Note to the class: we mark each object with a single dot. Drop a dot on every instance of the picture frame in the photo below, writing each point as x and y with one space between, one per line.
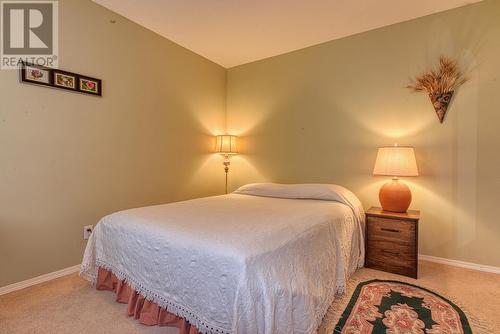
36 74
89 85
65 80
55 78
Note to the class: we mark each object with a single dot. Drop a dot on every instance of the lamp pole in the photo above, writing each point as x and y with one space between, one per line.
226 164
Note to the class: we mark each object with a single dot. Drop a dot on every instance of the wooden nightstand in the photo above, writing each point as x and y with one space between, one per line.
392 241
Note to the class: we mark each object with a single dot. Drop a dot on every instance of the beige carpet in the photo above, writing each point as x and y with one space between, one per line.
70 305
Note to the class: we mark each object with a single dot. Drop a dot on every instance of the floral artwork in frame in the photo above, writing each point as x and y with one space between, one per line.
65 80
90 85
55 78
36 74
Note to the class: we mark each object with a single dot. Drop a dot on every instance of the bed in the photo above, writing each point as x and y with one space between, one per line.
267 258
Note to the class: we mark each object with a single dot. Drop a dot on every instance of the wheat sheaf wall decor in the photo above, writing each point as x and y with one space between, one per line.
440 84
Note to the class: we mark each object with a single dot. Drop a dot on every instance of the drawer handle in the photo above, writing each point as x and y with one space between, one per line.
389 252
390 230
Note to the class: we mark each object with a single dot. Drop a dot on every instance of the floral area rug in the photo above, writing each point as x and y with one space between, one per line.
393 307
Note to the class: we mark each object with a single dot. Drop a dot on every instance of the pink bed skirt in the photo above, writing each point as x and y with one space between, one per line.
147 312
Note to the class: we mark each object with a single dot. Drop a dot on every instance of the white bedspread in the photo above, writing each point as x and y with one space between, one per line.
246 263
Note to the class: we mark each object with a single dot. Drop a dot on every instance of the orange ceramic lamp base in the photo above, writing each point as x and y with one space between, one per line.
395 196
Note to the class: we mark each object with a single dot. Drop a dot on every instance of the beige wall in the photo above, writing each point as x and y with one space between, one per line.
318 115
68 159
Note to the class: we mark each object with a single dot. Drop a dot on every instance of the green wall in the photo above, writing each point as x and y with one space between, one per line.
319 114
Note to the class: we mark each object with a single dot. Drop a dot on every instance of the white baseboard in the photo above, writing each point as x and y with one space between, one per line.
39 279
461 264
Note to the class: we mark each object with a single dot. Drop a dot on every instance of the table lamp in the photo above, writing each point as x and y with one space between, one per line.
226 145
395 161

* * *

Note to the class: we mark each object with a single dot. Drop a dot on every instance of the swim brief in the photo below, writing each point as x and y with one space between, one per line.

■ **WRITTEN REQUEST**
List each line in the rows above that contains the word "frame".

■ **SOLUTION**
Note to the class: we mark each object with a single dot. Drop a dot on every instance of the picture frame in the photo below, writing each point as x and y with one space between, one per line.
Note to the class: we mark each object with a single dot. Drop a dot on every instance of the floral artwork in frame in the photo above, writing each point as x and y with one space between, one per line.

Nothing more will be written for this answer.